--- BEGIN Extracted text ---

# Bilsteins finally here



## nosidefcp (Dec 24, 2010)

finally i can get rid of the gm garbage suspension


----------



## CHEVYCRUZE RS (Mar 29, 2011)

sweet


----------



## OnlyTaurus (Mar 20, 2012)

Looks good! I like the concentration of black, and the wheels look good(sucker for black wheels here). What size are those? 19x8?


----------



## Chevyderek72 (May 16, 2011)

You have a nice car sir.


----------



## jakkaroo (Feb 12, 2011)

I love ur guys front ends, u have actual sidemarkers

Sent from my MB886 using AutoGuide.Com Free App


----------



## nosidefcp (Dec 24, 2010)

OnlyTaurus said:


> Looks good! I like the concentration of black, and the wheels look good(sucker for black wheels here). What size are those? 19x8?



those are 18 wheels. i can have bgger wheels because of the crappy roads of my country...


----------



## patatewz (Aug 18, 2012)

how much for the suspension?


----------



## nosidefcp (Dec 24, 2010)

700 for the bilsteins. i already have eibach springs that costed around 150 dolars

these are bilsteins b8. b8 are specially made for cars with lowering springs


----------



## patatewz (Aug 18, 2012)

and how good is drive now?


----------



## nosidefcp (Dec 24, 2010)

still in the box. im going to mint them tomorrow. i'll let you know


----------



## sciphi (Aug 26, 2011)

$850 for Bilsteins and Eibachs is an okay price. Good to know we have Bilsteins available!


----------



## nosidefcp (Dec 24, 2010)

yes we have. coilovers bilsteins b14pss and suspension bilsteins b8 for already lowered cars. but they are available in germany. you can order them from ebay.de for example. i dindt done that because i have a dealer here in my country from bilstein


----------



## nosidefcp (Dec 24, 2010)

you have also the b4 and b6 but those are for cars with standard springs...


----------



## nosidefcp (Dec 24, 2010)

mounted the front bilsteins b8 today. the rear bilsteins were not installed because the dealer that sold me the suspension, commited a mistake and sold my two front right shocks and two front left shocks...lol. i just installed the fronts and need to wait 3 days for the rears to arrive...

first toughts, just with the front bilsteins installed, i feell like i have a new car. much much more confort with bilsteins b8. im impressed. best money ive sprent in the car. now im going to put the stock suspension in a box and mail it to GM with a description saying ''garbage''.lol


----------



## sciphi (Aug 26, 2011)

OEM suspension is always a compromise at best. 

Funny thing, some high-end Corvettes had softer springs/damping rates than the base models. They apparently made up the difference with sway bars, bushings, and wheel/tire selection. 

I think I'll explore the sway bar and tire route with improving my Cruze's handling, as lowering a car isn't feasible around me.

--- END Extracted text ---

(Set problem 1) Translate this sentence from the forum thread into Spanish: "OEM suspension is always a compromise at best."

--- BEGIN Dataset extract ---

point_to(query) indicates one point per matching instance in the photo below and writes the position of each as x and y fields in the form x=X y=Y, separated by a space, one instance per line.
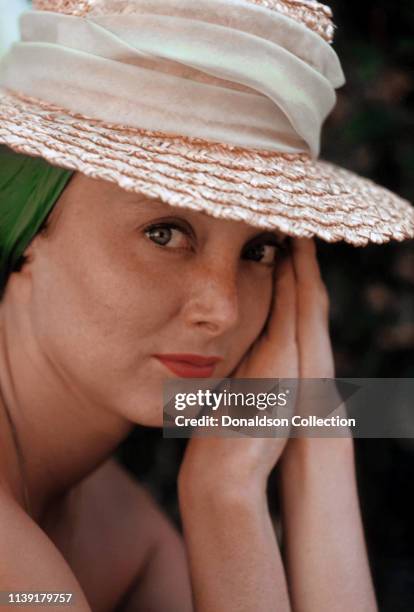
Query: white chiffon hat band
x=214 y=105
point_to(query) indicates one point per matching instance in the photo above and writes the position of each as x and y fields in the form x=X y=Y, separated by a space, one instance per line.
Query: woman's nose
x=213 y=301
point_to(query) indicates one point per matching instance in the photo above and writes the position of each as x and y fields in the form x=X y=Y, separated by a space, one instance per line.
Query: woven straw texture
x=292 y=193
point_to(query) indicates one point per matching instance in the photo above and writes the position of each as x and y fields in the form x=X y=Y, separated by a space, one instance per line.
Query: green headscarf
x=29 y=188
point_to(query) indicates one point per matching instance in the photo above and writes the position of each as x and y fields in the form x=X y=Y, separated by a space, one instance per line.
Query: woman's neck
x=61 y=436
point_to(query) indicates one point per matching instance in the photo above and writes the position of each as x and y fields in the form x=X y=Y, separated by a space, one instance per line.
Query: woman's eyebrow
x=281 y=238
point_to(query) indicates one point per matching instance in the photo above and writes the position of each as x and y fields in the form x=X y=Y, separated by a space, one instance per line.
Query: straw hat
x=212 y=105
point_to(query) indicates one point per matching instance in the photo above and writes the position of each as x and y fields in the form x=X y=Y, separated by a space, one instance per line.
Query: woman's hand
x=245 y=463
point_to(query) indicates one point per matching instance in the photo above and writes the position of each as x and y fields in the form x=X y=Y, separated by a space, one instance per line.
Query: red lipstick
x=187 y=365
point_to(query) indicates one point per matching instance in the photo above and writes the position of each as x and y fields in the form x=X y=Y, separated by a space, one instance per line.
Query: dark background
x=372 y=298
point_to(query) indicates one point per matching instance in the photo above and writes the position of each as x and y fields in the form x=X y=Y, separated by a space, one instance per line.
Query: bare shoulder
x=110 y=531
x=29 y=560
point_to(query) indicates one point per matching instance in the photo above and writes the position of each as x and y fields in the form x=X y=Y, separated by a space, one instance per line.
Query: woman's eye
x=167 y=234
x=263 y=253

--- END Dataset extract ---
--- BEGIN Dataset extract ---

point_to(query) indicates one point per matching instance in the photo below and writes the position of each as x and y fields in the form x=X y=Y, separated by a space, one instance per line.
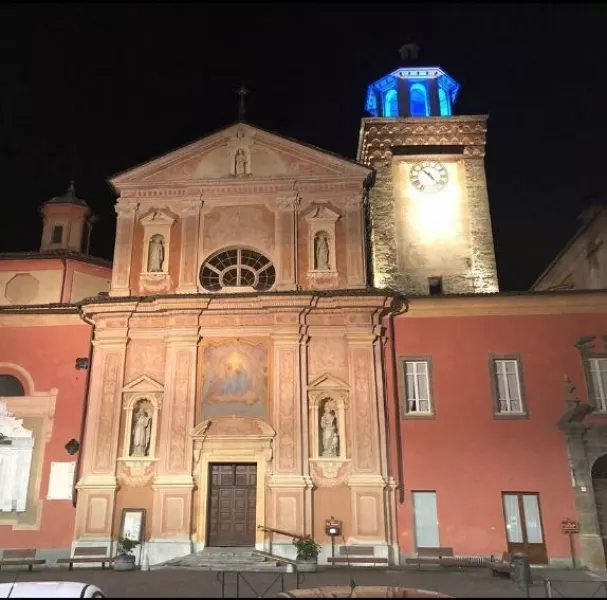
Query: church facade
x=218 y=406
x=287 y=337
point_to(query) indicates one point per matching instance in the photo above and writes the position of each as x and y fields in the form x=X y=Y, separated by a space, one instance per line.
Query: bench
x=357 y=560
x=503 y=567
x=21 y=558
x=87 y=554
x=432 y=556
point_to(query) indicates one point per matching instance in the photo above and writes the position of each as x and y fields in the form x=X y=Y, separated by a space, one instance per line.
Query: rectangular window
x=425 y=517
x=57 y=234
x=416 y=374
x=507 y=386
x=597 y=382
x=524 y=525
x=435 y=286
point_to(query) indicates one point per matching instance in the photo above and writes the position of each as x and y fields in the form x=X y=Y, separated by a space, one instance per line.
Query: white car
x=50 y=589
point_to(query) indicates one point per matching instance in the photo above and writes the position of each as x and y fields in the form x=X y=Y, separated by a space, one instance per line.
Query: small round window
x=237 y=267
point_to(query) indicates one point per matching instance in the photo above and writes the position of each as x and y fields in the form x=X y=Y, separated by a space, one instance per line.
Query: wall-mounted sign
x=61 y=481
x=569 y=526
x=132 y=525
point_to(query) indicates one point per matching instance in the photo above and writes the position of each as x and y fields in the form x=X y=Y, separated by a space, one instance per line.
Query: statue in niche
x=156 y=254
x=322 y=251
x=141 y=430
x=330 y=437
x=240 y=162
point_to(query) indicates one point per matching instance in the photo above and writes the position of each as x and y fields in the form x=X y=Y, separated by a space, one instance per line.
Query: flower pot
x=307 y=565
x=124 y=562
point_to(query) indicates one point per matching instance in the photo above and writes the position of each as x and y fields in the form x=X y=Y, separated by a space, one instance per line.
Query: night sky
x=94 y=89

--- END Dataset extract ---
--- BEGIN Dataset extract ---

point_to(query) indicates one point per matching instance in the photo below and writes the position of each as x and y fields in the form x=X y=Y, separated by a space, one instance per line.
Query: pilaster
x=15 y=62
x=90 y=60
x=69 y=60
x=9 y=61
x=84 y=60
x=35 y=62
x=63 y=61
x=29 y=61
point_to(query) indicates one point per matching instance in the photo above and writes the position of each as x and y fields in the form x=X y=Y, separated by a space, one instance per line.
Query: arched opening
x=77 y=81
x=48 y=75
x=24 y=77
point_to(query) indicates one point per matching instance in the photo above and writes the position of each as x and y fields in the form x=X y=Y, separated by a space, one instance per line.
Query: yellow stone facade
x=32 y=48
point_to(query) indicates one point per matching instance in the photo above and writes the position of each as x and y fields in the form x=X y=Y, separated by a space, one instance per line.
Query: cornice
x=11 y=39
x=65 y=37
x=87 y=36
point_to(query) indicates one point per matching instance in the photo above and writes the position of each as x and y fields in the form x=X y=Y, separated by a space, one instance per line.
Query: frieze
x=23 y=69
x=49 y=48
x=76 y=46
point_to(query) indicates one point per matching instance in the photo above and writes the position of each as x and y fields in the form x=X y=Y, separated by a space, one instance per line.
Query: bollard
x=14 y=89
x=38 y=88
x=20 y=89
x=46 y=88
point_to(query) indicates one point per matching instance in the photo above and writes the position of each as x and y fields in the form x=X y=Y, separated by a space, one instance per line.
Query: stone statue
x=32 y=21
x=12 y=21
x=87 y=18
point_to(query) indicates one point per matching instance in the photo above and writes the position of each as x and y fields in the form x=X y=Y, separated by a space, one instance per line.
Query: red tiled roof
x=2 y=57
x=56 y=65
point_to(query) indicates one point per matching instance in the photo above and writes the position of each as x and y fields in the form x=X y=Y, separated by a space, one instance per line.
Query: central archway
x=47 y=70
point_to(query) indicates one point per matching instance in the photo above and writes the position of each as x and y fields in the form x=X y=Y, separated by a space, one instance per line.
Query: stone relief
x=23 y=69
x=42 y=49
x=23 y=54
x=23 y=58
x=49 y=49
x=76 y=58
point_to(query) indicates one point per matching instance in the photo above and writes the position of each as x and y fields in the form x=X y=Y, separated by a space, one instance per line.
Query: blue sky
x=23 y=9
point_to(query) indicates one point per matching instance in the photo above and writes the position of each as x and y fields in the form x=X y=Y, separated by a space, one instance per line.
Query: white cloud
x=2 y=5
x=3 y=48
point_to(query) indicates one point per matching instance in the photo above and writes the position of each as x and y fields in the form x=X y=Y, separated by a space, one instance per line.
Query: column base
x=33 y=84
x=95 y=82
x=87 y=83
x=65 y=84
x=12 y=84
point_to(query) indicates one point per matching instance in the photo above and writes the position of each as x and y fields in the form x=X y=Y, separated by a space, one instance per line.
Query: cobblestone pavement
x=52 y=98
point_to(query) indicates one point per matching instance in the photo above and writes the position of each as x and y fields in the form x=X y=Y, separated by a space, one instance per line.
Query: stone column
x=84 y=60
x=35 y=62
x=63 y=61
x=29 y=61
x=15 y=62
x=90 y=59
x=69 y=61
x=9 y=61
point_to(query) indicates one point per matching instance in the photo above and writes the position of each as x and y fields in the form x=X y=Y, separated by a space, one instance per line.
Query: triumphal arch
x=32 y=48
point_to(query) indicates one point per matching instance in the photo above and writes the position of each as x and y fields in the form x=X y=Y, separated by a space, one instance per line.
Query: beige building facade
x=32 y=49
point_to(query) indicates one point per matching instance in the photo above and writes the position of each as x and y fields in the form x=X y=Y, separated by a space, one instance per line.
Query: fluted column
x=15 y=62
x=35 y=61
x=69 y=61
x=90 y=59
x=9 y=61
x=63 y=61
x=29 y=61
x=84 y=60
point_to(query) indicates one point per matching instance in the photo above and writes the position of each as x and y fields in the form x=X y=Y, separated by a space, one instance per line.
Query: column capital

--- END Dataset extract ---

(Set problem 2) Pull out every line of the entries above that contains the string "window", treating uppercase and lowercase letters as different.

(Written reply 1) La suspensión OEM es siempre, en el mejor de los casos, un compromiso.

(Written reply 2)
Query: rectangular window
Query: small round window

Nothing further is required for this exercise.